> **Data for processing**
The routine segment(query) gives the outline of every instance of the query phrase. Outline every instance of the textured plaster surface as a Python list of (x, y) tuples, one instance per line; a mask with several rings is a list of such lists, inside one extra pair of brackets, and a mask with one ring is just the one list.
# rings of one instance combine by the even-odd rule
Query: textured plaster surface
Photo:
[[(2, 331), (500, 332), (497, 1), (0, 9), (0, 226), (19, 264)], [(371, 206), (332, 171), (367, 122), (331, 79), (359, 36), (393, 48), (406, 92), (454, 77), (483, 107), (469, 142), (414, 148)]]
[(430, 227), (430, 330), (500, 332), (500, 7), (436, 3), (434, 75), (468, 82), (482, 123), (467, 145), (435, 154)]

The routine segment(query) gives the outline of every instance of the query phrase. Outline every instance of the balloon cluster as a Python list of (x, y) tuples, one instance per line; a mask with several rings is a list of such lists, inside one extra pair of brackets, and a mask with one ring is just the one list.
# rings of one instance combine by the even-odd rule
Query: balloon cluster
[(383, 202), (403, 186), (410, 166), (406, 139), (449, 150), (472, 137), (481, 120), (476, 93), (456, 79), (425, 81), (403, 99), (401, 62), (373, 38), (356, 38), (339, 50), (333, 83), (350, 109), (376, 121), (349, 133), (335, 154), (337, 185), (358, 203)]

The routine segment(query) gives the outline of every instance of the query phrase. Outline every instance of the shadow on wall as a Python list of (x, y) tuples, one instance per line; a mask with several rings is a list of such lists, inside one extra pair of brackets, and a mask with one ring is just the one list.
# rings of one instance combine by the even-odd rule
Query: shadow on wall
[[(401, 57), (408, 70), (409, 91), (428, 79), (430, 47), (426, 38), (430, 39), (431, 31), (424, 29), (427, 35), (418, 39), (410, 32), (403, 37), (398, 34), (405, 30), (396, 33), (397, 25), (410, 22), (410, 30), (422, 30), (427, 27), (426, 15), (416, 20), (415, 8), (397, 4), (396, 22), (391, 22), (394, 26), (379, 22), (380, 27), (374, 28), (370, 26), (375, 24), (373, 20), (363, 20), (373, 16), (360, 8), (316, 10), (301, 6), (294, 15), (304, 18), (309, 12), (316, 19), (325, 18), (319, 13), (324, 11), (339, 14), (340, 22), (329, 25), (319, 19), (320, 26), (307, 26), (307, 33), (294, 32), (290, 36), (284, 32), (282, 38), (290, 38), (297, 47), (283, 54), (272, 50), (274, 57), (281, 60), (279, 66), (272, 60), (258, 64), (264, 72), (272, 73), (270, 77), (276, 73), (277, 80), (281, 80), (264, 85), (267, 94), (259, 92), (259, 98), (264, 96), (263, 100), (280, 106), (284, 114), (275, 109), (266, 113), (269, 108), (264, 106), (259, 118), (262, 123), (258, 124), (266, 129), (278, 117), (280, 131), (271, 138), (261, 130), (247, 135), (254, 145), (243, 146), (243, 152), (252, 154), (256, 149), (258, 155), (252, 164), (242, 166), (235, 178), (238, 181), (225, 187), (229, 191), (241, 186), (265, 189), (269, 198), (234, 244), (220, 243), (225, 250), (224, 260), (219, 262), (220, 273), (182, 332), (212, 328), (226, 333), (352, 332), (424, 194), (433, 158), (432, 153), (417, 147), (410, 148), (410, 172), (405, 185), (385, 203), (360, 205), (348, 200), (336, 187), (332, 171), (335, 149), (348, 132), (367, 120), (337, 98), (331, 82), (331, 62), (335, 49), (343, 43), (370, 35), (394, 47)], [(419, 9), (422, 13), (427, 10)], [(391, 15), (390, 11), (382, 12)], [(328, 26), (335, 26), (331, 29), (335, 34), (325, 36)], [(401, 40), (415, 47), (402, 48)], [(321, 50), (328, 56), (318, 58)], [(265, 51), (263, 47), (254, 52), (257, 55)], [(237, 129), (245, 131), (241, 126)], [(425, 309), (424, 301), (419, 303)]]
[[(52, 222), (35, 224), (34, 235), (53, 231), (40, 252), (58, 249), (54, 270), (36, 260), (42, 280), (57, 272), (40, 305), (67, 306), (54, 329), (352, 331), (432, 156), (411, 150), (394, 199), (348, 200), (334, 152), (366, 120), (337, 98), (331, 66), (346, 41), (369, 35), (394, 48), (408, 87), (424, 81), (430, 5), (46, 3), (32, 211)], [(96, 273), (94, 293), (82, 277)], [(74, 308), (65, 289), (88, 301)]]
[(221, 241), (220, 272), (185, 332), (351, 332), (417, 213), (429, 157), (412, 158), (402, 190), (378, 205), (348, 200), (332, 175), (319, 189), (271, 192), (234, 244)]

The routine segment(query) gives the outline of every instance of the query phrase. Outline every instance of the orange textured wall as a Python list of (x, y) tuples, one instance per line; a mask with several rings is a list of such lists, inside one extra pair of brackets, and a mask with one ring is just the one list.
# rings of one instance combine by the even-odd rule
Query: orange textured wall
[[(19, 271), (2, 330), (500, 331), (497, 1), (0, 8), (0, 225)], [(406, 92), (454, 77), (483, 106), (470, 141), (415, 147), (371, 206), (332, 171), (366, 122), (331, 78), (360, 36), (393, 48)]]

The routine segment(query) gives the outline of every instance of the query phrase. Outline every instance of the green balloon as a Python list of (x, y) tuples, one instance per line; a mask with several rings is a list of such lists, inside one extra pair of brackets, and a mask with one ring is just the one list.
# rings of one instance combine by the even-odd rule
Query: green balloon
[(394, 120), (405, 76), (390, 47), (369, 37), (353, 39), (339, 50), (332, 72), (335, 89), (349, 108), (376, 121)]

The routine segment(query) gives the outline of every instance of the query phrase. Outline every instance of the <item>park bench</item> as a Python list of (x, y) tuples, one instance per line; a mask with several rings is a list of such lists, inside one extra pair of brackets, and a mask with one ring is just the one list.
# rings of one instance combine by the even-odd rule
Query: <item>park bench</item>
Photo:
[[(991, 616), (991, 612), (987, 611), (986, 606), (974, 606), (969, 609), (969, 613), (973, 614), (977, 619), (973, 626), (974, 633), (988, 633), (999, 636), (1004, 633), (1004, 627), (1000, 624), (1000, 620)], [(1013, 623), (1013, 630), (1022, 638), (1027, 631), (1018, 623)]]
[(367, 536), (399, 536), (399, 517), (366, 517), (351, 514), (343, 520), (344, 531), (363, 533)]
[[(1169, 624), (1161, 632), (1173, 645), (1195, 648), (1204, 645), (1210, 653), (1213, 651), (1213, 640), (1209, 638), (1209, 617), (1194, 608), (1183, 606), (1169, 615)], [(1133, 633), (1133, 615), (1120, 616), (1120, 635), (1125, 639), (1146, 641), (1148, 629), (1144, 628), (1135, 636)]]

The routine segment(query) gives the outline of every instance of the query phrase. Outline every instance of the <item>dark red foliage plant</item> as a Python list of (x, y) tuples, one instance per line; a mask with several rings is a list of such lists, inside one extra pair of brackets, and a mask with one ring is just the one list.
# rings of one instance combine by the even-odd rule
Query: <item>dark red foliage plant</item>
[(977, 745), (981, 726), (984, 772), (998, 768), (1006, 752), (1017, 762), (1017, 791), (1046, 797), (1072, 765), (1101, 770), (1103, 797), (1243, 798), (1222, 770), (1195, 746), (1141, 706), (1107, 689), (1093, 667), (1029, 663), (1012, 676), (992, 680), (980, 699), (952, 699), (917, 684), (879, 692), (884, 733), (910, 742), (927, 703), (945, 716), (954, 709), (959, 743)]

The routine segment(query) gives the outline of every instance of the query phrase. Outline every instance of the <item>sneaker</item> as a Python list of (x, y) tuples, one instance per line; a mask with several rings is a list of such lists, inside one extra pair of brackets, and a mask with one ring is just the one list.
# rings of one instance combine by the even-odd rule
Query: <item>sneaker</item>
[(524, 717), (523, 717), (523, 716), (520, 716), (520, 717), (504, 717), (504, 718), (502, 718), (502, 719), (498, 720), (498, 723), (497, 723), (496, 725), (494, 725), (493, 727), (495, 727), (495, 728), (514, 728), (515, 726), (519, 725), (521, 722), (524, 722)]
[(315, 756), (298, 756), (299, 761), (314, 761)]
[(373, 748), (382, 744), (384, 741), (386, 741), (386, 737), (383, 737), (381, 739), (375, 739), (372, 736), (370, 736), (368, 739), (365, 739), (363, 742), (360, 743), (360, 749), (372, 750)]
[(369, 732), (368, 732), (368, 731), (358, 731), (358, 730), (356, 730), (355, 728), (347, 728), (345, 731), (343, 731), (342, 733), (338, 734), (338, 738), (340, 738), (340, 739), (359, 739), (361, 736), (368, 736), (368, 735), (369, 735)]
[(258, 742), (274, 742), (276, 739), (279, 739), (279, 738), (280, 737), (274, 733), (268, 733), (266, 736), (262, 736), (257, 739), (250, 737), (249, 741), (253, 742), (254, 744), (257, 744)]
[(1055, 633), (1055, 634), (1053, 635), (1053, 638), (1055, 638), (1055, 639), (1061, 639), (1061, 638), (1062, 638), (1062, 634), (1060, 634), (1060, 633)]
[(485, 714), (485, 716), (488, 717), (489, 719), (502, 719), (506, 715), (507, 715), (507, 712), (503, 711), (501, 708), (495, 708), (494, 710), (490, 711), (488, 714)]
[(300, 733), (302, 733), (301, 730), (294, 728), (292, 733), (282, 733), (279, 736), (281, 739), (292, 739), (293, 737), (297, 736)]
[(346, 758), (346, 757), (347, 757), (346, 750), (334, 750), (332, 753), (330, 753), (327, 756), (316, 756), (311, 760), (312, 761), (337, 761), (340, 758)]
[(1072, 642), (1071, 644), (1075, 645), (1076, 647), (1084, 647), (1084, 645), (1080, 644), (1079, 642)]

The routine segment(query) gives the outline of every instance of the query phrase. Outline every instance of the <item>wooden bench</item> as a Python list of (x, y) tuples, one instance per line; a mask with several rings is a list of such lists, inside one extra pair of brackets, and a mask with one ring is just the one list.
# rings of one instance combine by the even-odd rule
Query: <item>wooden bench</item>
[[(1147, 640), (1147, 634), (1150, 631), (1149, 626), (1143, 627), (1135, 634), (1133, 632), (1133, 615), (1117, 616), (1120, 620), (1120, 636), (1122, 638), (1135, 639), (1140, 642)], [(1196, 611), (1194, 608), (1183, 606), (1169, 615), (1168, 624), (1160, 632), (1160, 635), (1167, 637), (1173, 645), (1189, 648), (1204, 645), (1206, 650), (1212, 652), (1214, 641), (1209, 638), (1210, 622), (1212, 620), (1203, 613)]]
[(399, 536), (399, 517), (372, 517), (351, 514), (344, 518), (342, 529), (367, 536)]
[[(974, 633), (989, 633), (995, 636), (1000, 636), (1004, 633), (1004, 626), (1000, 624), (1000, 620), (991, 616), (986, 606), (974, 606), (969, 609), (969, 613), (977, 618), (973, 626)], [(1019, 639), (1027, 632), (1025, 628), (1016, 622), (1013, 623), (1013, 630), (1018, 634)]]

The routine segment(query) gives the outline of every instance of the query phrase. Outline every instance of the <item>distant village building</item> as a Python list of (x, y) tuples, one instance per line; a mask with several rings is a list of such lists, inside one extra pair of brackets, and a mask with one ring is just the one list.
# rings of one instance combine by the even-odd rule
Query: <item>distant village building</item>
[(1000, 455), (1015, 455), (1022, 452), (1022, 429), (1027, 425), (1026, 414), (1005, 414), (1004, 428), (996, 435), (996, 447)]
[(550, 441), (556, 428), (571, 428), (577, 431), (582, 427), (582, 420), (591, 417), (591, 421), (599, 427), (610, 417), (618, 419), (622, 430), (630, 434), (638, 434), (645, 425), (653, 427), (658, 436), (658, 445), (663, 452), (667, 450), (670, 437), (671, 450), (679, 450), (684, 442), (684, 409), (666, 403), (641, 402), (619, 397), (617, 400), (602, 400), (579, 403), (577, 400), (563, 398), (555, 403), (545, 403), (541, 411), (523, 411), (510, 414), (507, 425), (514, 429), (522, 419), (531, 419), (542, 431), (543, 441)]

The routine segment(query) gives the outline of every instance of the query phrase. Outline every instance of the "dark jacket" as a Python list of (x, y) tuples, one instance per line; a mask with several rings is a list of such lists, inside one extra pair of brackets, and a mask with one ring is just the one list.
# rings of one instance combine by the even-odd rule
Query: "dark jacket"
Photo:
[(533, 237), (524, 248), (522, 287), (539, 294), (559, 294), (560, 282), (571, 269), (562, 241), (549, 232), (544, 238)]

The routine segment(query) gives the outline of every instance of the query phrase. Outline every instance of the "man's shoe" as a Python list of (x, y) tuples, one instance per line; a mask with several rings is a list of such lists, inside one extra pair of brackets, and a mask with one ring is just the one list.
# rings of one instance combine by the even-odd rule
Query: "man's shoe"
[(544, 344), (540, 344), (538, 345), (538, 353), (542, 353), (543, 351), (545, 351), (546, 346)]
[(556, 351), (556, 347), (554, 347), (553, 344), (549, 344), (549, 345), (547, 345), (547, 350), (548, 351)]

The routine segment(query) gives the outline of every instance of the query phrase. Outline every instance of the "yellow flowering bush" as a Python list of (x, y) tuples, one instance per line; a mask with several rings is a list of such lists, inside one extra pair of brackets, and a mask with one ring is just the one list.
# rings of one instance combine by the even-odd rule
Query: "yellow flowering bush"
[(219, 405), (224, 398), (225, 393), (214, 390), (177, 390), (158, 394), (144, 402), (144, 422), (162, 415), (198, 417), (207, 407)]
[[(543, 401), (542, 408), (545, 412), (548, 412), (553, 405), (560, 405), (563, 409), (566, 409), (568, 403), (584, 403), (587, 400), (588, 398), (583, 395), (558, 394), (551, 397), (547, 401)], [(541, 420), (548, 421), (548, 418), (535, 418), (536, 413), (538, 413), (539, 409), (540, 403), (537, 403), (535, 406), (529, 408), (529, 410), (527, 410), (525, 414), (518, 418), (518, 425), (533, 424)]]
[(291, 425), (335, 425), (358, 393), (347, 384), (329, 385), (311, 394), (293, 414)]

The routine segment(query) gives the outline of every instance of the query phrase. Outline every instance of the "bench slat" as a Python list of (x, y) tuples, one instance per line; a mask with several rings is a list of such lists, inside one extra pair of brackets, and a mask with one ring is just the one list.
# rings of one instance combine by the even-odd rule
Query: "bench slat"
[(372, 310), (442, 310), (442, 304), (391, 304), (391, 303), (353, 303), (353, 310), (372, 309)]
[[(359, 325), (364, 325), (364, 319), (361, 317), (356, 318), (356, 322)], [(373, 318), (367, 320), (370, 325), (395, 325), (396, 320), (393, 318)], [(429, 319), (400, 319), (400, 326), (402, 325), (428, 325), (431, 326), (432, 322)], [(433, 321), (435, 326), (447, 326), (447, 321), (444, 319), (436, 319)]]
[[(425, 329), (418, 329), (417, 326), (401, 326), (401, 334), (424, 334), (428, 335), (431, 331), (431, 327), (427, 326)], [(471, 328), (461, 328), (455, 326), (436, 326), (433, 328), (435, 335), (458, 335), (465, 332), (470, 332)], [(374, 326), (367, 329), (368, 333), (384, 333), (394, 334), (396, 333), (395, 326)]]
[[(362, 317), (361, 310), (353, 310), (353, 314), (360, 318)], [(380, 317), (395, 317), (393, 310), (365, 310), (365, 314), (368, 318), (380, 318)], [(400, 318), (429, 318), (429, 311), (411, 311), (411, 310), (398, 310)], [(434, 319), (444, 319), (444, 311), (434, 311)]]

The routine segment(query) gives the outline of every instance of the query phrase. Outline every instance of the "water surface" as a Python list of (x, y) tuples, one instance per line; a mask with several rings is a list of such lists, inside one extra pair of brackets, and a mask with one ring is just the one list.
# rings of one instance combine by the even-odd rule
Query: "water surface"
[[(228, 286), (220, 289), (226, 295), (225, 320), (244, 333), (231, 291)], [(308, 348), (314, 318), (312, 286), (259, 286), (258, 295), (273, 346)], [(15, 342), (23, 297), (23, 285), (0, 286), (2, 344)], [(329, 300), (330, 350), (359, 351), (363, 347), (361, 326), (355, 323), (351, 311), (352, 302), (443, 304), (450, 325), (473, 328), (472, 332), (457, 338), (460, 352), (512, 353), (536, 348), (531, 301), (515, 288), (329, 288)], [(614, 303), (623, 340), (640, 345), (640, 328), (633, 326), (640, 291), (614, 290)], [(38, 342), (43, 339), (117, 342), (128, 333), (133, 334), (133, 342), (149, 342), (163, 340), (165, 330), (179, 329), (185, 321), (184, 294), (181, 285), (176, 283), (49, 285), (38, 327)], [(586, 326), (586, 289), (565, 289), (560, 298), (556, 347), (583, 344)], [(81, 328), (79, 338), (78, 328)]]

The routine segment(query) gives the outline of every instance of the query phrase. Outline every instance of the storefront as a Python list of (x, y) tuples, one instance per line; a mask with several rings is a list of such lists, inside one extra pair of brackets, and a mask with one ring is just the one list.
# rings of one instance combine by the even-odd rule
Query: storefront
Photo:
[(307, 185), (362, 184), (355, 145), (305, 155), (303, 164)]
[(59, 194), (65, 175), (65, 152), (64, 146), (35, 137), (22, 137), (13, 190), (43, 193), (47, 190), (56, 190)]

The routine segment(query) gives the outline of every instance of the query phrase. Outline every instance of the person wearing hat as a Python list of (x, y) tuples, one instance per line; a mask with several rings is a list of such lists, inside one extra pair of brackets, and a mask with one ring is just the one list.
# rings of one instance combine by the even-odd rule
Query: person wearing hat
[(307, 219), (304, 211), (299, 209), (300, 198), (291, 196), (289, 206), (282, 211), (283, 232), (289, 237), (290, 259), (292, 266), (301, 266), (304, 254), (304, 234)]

> **The problem**
Which lines above hold the string "park"? Copy each of them.

> **Written response**
The routine segment(query) gives the outline of every instance of the query phrase. Outline every instance of the <item>park bench</item> as a Python list of (x, y) tuples, one instance per line; a mask with several rings is a list of such lists, inside one extra pair of brackets, and a mask with one ring is just the one list.
Query: <item>park bench</item>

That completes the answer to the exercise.